Start of Provided records

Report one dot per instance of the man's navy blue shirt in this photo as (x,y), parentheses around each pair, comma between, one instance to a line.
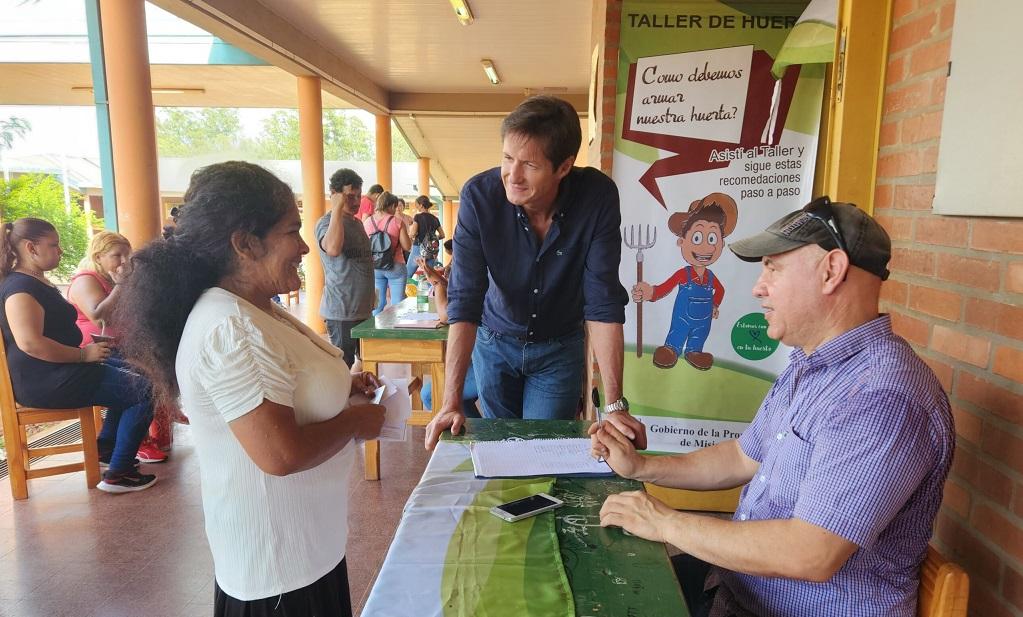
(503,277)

End of Provided records
Start of Provided records

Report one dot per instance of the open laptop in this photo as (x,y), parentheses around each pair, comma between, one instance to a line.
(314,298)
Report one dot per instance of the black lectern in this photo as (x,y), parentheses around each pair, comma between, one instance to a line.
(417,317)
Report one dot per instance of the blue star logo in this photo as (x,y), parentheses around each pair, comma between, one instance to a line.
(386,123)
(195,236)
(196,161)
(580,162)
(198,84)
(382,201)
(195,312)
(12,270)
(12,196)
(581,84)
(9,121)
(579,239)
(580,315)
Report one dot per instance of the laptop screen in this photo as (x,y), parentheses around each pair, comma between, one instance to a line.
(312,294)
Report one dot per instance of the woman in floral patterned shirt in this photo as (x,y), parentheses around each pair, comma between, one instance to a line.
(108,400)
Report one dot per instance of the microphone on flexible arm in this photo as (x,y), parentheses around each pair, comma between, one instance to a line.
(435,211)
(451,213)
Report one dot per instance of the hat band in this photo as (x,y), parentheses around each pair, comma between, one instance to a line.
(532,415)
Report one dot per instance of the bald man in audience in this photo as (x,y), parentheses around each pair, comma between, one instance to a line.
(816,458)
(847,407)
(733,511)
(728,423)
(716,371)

End of Provided records

Given instruction – Find every line in the listing above that contains the word "shirt" and copy each such line in full. Case counts.

Exercise response –
Report one dot per instance of the man's navy blue shirt in this photo as (x,y), parentheses around each pair, comma between, one instance to a line.
Report one dot per instance of the woman in floral patterned shirt in this photo as (x,y), parentheses around each pair, comma between, one instance to a line.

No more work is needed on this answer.